**Directives**
1) Copy the passage of the gold mining review between "International organizations and" and "to the present.", inclusive.
2) Answer these questions from the gold mining review:
(a) How many interviews does D'Avignon's book draw on?
(b) What span of years does the study cover?
(c) What practice does the term orpaillage name?
3) Resume the review of the book on West African gold mining, picking up after its final sentence.

**Document section**
International organizations and most studies analyzing the historical, political, economic, scientific, and technological aspects of gold mining tend to use a dichotomy between industrialized and artisanal mining that regards artisanal mining as exclusively characterized by nonmechanized manual methods, individual work, and limited gold output for subsistence, while industrial mining is recognized as a fully fledged extractive industry. Robyn D'Avignon's A Ritual Geology challenges this dichotomy through a long-term historical and anthropological study that encompasses the history of gold mining and exploration in West Africa's Birimian Green-stone Belt, which crosses parts of present-day Burkina Faso, Ivory Coast, Mali, Guinea, and southern Senegal, from 800 to the present.

Drawing on more than 150 interviews, archeological studies, and transnational historical sources, D'Avignon's book is one of the first accounts of how Africans contributed not only their strength but also their brains to the mining industry, joining a new but still inchoate literature that highlights the key role of Africans in the production of agricultural, pastoralist, and botanical knowledge. D'Avignon examines both European geological surveys and African engagement with gold deposits, showing the dialectical relationships between the two, which explains why orpaillage, the practice of West African alluvial and vein mining, was quintessential to colonial and independent political, industrial, and social life in the Birimian Greenstone Belt. Moving beyond the conventional narrative of capitalist expansion and [End Page 718] labor exploitation, D'Avignon contends that orpaillage developed in conjunction with industrial mining, arguing that African miners in West Africa contributed significantly to the scientific knowledge used by industrial mines. The book successfully shows that rural citizens from French West Africa, who had a deep knowledge of and had been engaged in gold mining for at least the last millennium, played a significant role in the identification of gold deposits and the valorization of minerals for geological missions, first during the colonial period and later, during the Cold War, amid the African decolonization process.

**Record excerpts**

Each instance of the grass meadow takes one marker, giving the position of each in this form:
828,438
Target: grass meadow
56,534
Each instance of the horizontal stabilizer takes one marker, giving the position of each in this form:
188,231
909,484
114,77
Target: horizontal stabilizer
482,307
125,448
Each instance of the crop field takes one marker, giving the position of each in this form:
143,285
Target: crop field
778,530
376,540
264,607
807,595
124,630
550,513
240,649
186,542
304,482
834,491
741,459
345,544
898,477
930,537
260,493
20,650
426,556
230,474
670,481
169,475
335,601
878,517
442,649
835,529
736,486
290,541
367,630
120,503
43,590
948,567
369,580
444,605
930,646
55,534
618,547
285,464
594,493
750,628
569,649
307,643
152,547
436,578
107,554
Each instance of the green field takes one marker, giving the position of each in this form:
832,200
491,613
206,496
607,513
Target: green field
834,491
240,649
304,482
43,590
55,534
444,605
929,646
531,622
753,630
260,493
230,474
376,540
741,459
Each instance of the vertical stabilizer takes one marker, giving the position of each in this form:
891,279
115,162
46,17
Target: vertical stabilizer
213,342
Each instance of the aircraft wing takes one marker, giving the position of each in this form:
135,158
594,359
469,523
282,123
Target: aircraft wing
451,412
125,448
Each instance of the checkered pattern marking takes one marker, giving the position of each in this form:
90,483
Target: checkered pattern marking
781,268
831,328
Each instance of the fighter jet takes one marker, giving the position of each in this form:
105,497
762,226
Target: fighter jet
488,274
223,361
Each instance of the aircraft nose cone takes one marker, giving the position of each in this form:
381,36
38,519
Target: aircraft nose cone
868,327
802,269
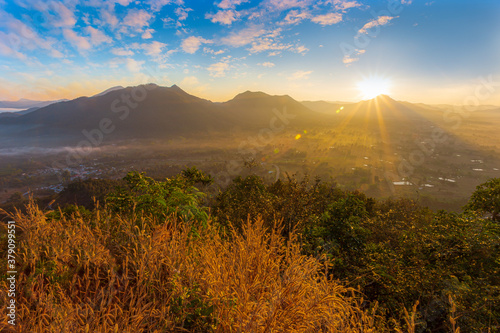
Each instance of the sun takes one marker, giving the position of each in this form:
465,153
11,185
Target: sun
373,86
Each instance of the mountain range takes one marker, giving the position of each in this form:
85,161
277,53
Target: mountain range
152,111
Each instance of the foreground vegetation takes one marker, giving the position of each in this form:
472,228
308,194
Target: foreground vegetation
291,256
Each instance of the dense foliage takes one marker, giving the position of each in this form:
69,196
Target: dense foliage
417,270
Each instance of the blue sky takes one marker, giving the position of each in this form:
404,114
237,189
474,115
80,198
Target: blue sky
438,51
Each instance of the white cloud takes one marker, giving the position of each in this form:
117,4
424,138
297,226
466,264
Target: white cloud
267,64
193,43
182,13
381,20
189,81
8,51
97,37
137,19
301,49
327,19
157,5
122,52
134,65
294,17
218,69
288,4
300,75
109,17
243,37
345,4
267,44
153,49
147,34
67,18
227,4
79,41
352,57
224,17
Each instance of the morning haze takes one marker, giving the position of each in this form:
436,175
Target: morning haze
250,166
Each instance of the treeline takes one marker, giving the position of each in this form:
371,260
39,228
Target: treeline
413,269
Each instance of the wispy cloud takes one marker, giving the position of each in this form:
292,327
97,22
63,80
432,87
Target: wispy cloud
66,16
224,17
381,20
97,37
147,34
288,4
227,4
267,64
345,4
153,49
137,18
352,57
122,52
80,42
134,65
300,75
243,37
218,69
294,17
327,19
193,43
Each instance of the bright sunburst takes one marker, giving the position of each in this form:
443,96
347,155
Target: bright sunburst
373,86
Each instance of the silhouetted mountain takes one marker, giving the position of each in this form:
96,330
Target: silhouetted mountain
151,111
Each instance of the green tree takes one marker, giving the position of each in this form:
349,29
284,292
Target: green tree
146,196
486,198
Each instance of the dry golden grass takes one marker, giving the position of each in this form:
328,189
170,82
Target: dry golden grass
113,274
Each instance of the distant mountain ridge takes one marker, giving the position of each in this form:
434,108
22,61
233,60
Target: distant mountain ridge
151,111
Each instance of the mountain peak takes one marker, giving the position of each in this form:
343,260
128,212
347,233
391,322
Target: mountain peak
250,95
108,90
175,87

**Replies**
1)
International organizations and most studies analyzing the historical, political, economic, scientific, and technological aspects of gold mining tend to use a dichotomy between industrialized and artisanal mining that regards artisanal mining as exclusively characterized by nonmechanized manual methods, individual work, and limited gold output for subsistence, while industrial mining is recognized as a fully fledged extractive industry. Robyn D'Avignon's A Ritual Geology challenges this dichotomy through a long-term historical and anthropological study that encompasses the history of gold mining and exploration in West Africa's Birimian Green-stone Belt, which crosses parts of present-day Burkina Faso, Ivory Coast, Mali, Guinea, and southern Senegal, from 800 to the present.

2)
(a) More than 150.
(b) From 800 to the present.
(c) West African alluvial and vein mining.

3)
To make her case, D'Avignon first redefines African engagements with gold mining as a form of ritual geology. She posits that ritual geology comprises "a set of practices, prohibitions, and cosmological engagements with the earth that are widely shared and cultivated across a regional geological formation" (p. 5). Orpaillage's ritual geologies enable her to analyze African mining traditions on the same footing as European scientific traditions, as unique ritual and cognitive engagements with the physical world (p. 9). Additionally, she models a novel regional approach to African history, following geology instead of national borders. This may be of interest to environmental and science historians who aim to investigate the impact of geology on politics, law, economy, and culture. Furthermore, the account transitions back and forth between contemporary disputes concerning corporate mining enclosures in African mining economies and the history of orpaillage and geological explorations in the region. These narrative transitions uncover the elimination of African contributions to geology and mining in the latter half of the twentieth century and scrutinize the fluctuating justifications employed by West African states, during both colonial rule and postindependence, in recognizing, dismissing, or asserting the African miners' right to mine gold deposits.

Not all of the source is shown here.